> [Extracted text]:
※
In 1969, Dr. Thomas Harris published a book titled, “I’m OK — You’re OK.”
Quite simply in 2023, not everyone is OK. Many of our students, staff and other adults are not OK.
Last week Dr. Nicholas Covino, president of William James College, presented on the mental health challenges that have resulted from or been exacerbated by the COVID pandemic. And the message resonated. We had 40 participants — parents, teachers, leaders and counselors — who joined and shared stories of their learners who continue to struggle.
Dr. Covino shared a statistic from the CDC that over 25% of adults report most days they feel so stressed they cannot function. That percentage skyrockets to 46% of adults under the age of 35. These are our parents and teachers.
In April of 2022, the CDC reported 44% of students report persistently feeling sad and hopeless. These are our students.
I opened the conversation with Dr. Covino by noting that when we first returned to in-person schooling from COVID, the drumbeat was “learning loss, learning loss, learning loss.” And that was an impact but not the only impact.
To suggest that we are going to eliminate learning loss without attending to the mental health challenges demonstrates a significant lack of empathy, understanding and appreciation for where we are and what we continue to face. We can remediate learning loss, not eliminate it. And we are. We cannot eliminate mental health issues. But we can provide support and resources to meet each person where they are — and that is in a wide range of places.
Parent after parent shared the personal impact still being felt by their learners. One parent shared a story about a student who had mostly remote learning for most of grades 7 and 8 at MVMS and arrived at the high school confronted with the immediate expectation that she would be ready to tackle high school level work as though nothing ever happened. The trauma of COVID exacerbated the stress and anxiety of lost learning. Students cannot learn if they do not feel safe and supported.
※
> [Raw data]:

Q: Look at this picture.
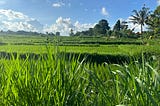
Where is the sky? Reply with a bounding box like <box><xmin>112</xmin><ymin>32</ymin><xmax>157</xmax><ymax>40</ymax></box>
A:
<box><xmin>0</xmin><ymin>0</ymin><xmax>160</xmax><ymax>35</ymax></box>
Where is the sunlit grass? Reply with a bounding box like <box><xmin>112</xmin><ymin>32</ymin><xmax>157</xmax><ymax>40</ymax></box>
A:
<box><xmin>0</xmin><ymin>49</ymin><xmax>160</xmax><ymax>106</ymax></box>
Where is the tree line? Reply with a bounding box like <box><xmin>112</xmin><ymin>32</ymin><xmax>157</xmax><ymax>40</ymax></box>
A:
<box><xmin>70</xmin><ymin>5</ymin><xmax>160</xmax><ymax>37</ymax></box>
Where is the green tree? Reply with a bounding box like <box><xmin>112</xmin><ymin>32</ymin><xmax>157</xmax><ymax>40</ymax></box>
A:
※
> [Questions to answer]:
**a.** According to the mental health article, what share of students did the CDC report in April 2022 as persistently feeling sad and hopeless?
**b.** Copy the mental health article word for word from "I opened the" up to and including "range of places.".
**c.** Write the next part of the mental health article, picking up after its last sentence.
The lines are separate from the mental health article.

> [Results for the exercise]:
**a.** 44% of students.

**b.**
I opened the conversation with Dr. Covino by noting that when we first returned to in-person schooling from COVID, the drumbeat was “learning loss, learning loss, learning loss.” And that was an impact but not the only impact.
To suggest that we are going to eliminate learning loss without attending to the mental health challenges demonstrates a significant lack of empathy, understanding and appreciation for where we are and what we continue to face. We can remediate learning loss, not eliminate it. And we are. We cannot eliminate mental health issues. But we can provide support and resources to meet each person where they are — and that is in a wide range of places.

**c.**
We are fortunate to have a dedicated mental health team of counselors, social workers, psychologists in our schools — supported by teachers and administrators — who work tirelessly to connect students with the resources and services they need to overcome stress, anxiety, depression, trauma and other obstacles to learning.
Before the pandemic — and certainly since then — the team has helped build school cultures focused on the social-emotional development of every student. We also know that neither our internal resources nor our external partners cannot fully address the growing demand for services, given the soaring increase in mental health challenges.
Even more concerning, we also are at risk of our already stretched capacity being reduced by fiscal constraints — just when we need these services most. As a district we are facing a potential loss of 33 positions, if the upcoming override does not pass. That would mean fewer programs and resources to attend to students’ social and emotional needs. And asking our teachers and educators to do more with less when they, too, are struggling is simply unconscionable.
I was speaking with a veteran elementary educator this week and asked her how her year has gone.
She said, “I have never worked so hard and felt like I accomplished so little. It is a struggle every day.”
We need to take a step back and see exactly where we are and what is happening. Our teachers need it; our students deserve it. Together, we can do more to address this troubling trend.
John Buckey is the superintendent of the Marblehead Public Schools.